Rows from a dataset:
========

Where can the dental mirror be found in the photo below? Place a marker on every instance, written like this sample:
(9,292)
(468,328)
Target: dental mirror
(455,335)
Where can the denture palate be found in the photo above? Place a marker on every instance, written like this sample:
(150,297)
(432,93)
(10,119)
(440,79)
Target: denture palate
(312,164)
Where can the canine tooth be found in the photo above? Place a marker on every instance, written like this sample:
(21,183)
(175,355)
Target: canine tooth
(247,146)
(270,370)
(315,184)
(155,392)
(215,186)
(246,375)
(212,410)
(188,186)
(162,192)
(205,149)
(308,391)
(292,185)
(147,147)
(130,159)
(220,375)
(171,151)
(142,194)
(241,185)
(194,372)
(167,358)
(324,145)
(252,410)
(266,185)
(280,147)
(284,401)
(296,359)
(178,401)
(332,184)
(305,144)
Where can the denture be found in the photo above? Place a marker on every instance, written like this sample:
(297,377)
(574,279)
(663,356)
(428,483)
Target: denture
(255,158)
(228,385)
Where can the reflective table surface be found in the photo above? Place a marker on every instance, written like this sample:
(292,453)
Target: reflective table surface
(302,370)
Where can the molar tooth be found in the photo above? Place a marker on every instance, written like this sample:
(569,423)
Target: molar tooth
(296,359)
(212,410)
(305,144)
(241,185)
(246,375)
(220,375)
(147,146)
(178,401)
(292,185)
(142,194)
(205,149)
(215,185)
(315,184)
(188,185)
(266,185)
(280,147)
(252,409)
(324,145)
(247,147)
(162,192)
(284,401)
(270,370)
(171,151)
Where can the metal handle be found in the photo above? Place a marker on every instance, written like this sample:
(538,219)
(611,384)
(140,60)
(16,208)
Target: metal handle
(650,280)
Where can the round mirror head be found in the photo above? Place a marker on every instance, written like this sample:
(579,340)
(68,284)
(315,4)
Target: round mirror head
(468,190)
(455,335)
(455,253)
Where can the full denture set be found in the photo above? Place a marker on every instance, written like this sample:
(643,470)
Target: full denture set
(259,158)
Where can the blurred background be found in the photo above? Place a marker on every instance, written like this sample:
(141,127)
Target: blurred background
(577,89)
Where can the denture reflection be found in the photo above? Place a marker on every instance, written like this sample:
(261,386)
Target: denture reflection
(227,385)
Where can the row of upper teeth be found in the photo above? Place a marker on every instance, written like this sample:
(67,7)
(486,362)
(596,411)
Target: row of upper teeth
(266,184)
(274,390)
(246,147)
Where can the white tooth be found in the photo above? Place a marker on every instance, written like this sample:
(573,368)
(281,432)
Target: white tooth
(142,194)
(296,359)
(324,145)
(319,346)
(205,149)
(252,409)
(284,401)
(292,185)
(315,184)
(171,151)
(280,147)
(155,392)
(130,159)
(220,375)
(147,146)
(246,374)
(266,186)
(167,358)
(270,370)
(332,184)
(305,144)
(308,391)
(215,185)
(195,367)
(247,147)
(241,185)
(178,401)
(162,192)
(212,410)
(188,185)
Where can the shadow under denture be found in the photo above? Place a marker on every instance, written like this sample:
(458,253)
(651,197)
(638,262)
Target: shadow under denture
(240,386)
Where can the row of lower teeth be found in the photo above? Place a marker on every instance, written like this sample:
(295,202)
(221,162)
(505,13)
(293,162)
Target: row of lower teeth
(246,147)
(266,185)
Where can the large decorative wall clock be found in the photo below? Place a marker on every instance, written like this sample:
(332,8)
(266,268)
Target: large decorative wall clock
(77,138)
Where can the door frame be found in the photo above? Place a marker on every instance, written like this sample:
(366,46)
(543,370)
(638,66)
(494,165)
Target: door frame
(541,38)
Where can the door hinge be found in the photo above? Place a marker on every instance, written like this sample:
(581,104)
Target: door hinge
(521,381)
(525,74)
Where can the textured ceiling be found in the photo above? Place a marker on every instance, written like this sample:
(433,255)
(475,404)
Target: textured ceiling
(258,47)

========

#### Required work:
Please print all of the rows above again, word for word and in the same order.

#### Answer to this problem:
Where can the dental mirror be found in the photo below? Place a marker on every instance, written like this sample:
(9,292)
(468,328)
Target: dental mirror
(455,335)
Where can the denture palate be found in the photo above? Place a marker on every instance, written like this sample:
(150,297)
(432,93)
(10,119)
(440,79)
Target: denture palate
(312,164)
Where can the canine tooth be found in the photo above? Place a marker on every instance, written like this sample:
(21,183)
(175,355)
Target: canine tooth
(247,146)
(270,370)
(315,184)
(155,392)
(215,186)
(246,375)
(212,410)
(188,186)
(162,192)
(205,149)
(308,391)
(292,185)
(147,147)
(130,159)
(220,375)
(171,151)
(142,194)
(241,185)
(194,372)
(167,358)
(324,145)
(252,410)
(266,185)
(280,147)
(284,401)
(296,359)
(178,401)
(332,184)
(305,144)
Where can the denture be found in the photo above? Place a marker on every instance, written like this sample:
(297,377)
(574,279)
(663,356)
(428,483)
Target: denture
(255,158)
(228,385)
Where can the reflective table surface be found in the photo above? Place a marker on every instance, written like this sample:
(292,453)
Target: reflective table surface
(302,370)
Where can the molar tooth be found in the photo above? Place a marker on every instance, written like this sample:
(569,423)
Target: molar tooth
(296,359)
(212,410)
(305,144)
(241,185)
(246,375)
(220,375)
(147,146)
(178,401)
(292,185)
(142,194)
(205,149)
(215,185)
(315,184)
(188,185)
(266,185)
(280,147)
(252,409)
(324,145)
(247,147)
(162,192)
(284,401)
(270,370)
(171,151)
Where can the metal handle be found in the photo above? Place a marker on every instance, written like this sample:
(538,219)
(611,384)
(140,60)
(16,208)
Target: metal handle
(650,280)
Where can the round mirror head be found in the photo above? Place a marker on every instance, written like this sample:
(579,340)
(68,284)
(315,4)
Target: round mirror head
(468,190)
(455,335)
(455,253)
Where can the full denture set be found in the photo above? Place a marker on every instance, written like this sample:
(643,470)
Target: full denture set
(259,158)
Where can the blurred background be found in the photo above? Place a marker on every instance, written like this sample:
(141,127)
Target: blurred background
(577,89)
Where can the denture reflection be found in the photo above? Place a marker on every instance, written like this sample:
(261,386)
Target: denture reflection
(227,385)
Where can the row of upper teeth be found in the photo above? Place a marker on every instance, written like this sample:
(67,7)
(486,362)
(596,411)
Target: row of upper teeth
(266,184)
(274,390)
(246,147)
Where can the white tooth be found in the photo above? Place a marker on every instance, written like this sample:
(573,368)
(281,432)
Target: white tooth
(142,194)
(296,359)
(324,145)
(319,346)
(205,149)
(252,409)
(284,401)
(292,185)
(315,184)
(171,151)
(280,147)
(155,392)
(130,159)
(220,375)
(147,146)
(246,374)
(266,186)
(167,358)
(270,370)
(332,184)
(305,144)
(308,391)
(215,185)
(195,367)
(247,147)
(241,185)
(178,401)
(162,192)
(212,410)
(188,185)
Where can the shadow under denture be found in the photo above? Place a marker on every instance, written like this sample:
(458,253)
(651,197)
(638,262)
Target: shadow under denture
(240,386)
Where can the row of lower teeth be found in the photo above? Place a marker on every instance, written like this sample:
(295,202)
(221,162)
(505,13)
(293,162)
Target: row of lower teeth
(246,147)
(266,185)
Where can the large decorative wall clock be found in the photo below? Place a marker on every instance, written like this sample:
(332,8)
(266,268)
Target: large decorative wall clock
(77,138)
Where can the door frame be found in the photo above? Place a marker on every instance, written like this sample:
(366,46)
(543,370)
(638,66)
(494,165)
Target: door frame
(541,38)
Where can the door hinge be found in the photo above? Place a marker on every instance, written like this sample:
(581,104)
Target: door hinge
(521,381)
(525,74)
Where can the textured ceiling be found in the photo above? Place a marker on every instance, written like this sample:
(433,255)
(475,404)
Target: textured ceiling
(258,47)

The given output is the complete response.